_PROVIDED TEXT_.

The model predicts the category based on the previous training or learning.

### Mathematical Notation

* In any dataset $x_i$ represents the input and $y_i$ represents the class label. Let's say we have two class labels (+ve & -ve), we can have labels as (0, 1).

* It is important to convert textual data into vectors for mathematically mapping inputs with respect to class labels.

$$D_n = \big\{(x_i, y_i)_{i = 1}^n \ | \ x_i \in \rm I\!R^d \ \& \ y_i \in (0, 1)\big\}$$

### Classification VS Regression

* For classification, we shall have a finite set of class labels from which we predict the class of a new data.
    - Blinary Classification - {0, 1}
    - Multi Classification (MNIST) - {0, 1, 2, 3, 4, 5, 6, 7, 8, 9}
* For regression, the output values are generally continuous values (completely different from finite set of classes}
    - Predicting the height (inches) based on the weight of the person

### Geometric Intuition

* Let us have data set that is plotted (visualized).

[Entries from a point labeling set]
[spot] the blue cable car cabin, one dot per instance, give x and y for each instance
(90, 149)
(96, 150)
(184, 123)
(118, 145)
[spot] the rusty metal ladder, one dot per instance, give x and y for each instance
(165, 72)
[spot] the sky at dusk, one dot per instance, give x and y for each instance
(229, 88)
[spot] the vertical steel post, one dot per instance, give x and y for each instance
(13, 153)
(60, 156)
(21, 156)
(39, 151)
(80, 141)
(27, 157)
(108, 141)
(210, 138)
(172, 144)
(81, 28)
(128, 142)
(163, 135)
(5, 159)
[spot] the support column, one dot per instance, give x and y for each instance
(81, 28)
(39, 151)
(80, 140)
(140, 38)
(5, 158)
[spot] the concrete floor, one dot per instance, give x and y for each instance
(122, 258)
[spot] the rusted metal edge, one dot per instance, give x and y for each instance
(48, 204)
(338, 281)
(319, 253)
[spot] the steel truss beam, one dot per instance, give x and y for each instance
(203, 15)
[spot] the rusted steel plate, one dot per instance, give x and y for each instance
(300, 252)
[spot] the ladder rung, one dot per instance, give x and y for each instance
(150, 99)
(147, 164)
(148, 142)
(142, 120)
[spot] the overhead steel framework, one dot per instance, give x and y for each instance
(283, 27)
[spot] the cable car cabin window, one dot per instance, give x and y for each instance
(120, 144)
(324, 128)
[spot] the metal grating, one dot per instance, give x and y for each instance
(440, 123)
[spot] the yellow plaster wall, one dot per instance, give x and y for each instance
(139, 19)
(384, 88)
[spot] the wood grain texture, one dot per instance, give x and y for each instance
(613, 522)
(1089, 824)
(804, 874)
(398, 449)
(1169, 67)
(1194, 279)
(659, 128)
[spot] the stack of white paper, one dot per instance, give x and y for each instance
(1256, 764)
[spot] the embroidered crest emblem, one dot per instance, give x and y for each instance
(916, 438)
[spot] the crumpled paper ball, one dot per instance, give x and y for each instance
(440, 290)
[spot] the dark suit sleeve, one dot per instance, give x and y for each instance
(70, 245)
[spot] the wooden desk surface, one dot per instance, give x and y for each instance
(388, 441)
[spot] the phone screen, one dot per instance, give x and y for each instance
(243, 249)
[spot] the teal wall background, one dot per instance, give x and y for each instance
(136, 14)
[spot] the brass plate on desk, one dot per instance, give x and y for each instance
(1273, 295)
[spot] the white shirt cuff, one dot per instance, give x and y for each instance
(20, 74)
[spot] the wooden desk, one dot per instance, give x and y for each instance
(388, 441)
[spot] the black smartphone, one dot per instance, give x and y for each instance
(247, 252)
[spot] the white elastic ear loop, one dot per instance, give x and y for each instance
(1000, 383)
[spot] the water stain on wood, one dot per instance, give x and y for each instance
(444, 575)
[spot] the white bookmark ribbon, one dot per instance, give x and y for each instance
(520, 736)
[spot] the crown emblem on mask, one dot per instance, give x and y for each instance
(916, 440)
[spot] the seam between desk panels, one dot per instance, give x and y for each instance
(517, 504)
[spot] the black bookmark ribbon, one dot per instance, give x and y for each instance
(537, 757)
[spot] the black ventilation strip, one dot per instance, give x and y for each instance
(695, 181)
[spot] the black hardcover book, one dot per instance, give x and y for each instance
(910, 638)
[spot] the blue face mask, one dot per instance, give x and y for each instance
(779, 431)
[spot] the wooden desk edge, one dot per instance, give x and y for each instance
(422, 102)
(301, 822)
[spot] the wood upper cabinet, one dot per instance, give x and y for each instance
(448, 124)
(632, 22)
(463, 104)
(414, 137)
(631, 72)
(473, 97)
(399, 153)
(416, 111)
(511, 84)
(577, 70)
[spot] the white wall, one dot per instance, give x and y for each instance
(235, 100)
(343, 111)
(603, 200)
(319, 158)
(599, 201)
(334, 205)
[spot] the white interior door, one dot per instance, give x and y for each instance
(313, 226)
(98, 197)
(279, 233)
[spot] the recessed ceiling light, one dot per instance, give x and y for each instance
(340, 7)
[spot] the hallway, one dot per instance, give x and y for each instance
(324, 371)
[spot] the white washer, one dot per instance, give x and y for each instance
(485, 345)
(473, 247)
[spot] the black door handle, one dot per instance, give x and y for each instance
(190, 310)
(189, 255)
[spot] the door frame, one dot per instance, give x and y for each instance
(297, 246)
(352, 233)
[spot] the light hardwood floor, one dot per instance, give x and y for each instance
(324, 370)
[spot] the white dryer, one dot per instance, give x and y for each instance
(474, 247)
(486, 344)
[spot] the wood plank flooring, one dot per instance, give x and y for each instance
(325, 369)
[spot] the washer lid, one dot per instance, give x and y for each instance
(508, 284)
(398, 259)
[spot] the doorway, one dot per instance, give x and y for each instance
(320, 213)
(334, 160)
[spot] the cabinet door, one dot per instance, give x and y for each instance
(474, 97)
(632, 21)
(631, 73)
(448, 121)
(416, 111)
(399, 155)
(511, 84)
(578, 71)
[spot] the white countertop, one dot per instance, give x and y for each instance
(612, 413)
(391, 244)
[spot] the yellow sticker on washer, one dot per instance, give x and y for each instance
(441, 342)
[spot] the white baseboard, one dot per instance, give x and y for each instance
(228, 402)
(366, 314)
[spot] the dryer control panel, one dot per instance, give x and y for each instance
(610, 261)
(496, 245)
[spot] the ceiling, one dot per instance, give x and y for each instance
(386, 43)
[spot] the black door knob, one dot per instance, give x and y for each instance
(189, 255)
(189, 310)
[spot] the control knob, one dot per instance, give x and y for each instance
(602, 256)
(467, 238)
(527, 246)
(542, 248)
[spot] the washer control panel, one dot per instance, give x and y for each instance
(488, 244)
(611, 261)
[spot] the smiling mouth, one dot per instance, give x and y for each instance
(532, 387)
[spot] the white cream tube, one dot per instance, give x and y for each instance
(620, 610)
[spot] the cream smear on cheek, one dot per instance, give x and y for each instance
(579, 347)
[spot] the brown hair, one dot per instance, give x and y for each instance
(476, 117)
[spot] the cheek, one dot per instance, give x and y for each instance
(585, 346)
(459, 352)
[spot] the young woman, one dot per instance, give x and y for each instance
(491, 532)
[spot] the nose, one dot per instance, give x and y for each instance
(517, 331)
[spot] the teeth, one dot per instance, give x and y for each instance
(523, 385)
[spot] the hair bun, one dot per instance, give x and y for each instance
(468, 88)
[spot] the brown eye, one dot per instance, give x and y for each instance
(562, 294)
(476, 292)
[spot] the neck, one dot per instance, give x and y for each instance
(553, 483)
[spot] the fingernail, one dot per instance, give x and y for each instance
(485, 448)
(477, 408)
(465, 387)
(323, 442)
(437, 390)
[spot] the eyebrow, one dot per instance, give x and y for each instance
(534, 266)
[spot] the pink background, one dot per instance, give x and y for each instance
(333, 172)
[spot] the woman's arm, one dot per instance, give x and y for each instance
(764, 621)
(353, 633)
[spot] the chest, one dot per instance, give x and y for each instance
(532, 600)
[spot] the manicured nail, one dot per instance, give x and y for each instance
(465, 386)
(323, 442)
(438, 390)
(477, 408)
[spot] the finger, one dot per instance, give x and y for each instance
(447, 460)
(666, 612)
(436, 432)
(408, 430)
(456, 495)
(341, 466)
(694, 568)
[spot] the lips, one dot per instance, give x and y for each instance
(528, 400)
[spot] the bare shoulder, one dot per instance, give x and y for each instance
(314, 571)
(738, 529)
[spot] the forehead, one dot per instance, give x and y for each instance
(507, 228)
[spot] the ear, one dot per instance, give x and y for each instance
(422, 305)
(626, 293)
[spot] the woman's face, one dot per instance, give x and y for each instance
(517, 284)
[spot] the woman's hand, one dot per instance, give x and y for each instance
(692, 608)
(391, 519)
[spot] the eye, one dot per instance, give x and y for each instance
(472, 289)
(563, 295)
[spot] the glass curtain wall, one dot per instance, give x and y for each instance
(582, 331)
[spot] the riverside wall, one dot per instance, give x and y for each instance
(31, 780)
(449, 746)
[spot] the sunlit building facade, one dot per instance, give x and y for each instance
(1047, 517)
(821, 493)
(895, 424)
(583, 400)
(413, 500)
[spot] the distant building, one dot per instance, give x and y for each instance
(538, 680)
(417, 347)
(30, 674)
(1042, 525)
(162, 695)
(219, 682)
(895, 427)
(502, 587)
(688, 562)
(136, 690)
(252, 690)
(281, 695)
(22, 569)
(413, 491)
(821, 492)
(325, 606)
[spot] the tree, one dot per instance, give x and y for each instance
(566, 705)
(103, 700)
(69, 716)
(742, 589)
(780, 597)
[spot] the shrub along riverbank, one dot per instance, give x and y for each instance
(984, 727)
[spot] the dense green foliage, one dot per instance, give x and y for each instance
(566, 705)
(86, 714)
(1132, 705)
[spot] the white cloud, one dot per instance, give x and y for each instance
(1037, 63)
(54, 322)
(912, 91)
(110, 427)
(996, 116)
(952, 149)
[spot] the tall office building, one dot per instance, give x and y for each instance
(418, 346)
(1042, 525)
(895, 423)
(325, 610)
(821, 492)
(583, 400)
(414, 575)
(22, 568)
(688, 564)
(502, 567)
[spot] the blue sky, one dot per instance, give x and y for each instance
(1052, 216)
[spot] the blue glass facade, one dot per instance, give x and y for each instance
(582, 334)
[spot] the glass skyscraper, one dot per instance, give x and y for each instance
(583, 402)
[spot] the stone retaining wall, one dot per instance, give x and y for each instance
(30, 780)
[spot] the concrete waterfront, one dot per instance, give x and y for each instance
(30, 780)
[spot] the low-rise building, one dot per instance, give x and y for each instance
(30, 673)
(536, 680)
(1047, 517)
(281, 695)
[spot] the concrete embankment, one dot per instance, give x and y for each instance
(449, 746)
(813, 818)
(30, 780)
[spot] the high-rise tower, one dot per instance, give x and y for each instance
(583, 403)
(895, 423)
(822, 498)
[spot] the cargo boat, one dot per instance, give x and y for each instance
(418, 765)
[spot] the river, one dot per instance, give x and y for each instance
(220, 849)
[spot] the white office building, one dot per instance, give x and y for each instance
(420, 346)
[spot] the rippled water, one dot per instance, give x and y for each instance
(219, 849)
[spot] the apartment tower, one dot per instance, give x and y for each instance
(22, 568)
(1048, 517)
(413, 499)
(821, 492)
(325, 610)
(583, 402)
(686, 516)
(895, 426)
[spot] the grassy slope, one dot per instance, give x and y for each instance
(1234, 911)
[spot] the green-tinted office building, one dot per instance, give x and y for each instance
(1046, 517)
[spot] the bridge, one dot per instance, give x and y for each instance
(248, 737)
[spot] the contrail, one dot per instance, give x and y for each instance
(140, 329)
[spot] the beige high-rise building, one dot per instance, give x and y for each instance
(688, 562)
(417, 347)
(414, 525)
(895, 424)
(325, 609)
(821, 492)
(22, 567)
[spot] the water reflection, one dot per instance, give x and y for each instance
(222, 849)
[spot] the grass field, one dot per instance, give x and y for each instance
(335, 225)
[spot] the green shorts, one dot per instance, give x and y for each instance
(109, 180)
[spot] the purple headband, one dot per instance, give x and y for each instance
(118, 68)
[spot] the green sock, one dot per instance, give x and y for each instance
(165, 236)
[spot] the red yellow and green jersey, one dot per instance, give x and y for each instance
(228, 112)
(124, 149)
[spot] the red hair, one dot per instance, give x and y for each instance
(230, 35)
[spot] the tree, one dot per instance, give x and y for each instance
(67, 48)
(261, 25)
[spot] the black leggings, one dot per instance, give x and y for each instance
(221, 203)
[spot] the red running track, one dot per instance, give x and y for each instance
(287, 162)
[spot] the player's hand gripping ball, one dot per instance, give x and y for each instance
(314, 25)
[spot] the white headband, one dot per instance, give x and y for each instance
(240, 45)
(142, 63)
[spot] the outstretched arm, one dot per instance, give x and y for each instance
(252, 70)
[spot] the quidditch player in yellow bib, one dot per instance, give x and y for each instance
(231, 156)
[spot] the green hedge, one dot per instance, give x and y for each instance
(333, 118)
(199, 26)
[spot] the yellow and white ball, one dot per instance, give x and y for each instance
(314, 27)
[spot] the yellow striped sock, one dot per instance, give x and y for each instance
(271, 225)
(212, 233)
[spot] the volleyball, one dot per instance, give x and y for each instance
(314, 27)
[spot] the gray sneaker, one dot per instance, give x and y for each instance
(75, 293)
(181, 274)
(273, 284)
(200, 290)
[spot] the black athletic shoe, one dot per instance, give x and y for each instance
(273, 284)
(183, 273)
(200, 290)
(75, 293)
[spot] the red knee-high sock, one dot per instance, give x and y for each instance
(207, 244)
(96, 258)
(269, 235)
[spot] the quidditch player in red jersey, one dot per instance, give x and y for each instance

_PROBLEMS TO WORK ON_.
1. Answer these from the classification notes:
(a) In the "Mathematical Notation" section, what do $x_i$ and $y_i$ represent?
(b) Which dataset is named as the multi-classification example?
(c) What example is given for regression?
2. Resume the classification notes after their final line, "Let us have data set that is plotted (visualized)."

_EXERCISE RESPONSES_.
1.
(a) $x_i$ represents the input and $y_i$ represents the class label.
(b) MNIST, with labels {0, 1, 2, 3, 4, 5, 6, 7, 8, 9}.
(c) Predicting a person's height (inches) from their weight.

2.
![data_set-knn](https://user-images.githubusercontent.com/63333753/115667178-2acb7a00-a363-11eb-94cd-5770228fd3b6.png)

* Let's introduce a new query point ($x_q$) plotted along with the data (magenta color).

![qp-introduced](https://user-images.githubusercontent.com/63333753/115667817-e55b7c80-a363-11eb-995d-86857e3c31ca.png)

* How do we determine which category $x_q$ belongs to?

    - Find $k$ (=3) nearest points to $x_q$ in the data set.
    - Apply voting system and take majority value of the $k$ points that they belong.
        * Since $k = 3$, we shall have points as $\{x_1, x_2, x_3 \}$.
        * Find the respective classes of points. Let's have $\{y_1, y_2, y_3 \}$ as classes and class values as $\{\text{positive}, \text{positive}, \text{negative} \}$.
        * The majority is $\text{positive}$, hence $x_q$ belongs to positive categeory (blue).
    
    - **Note** - It is always recommended to consider $k$ to be an odd number.

![geometric-intuit-knn](https://user-images.githubusercontent.com/63333753/115669067-8139b800-a365-11eb-93f8-f655e9b4d5df.png)

This is the geometric intuition of KNN algorithm.

### Distance Measures

Distances are measured between two points whereas norms are measured between two vectors in $d$ dimensional space.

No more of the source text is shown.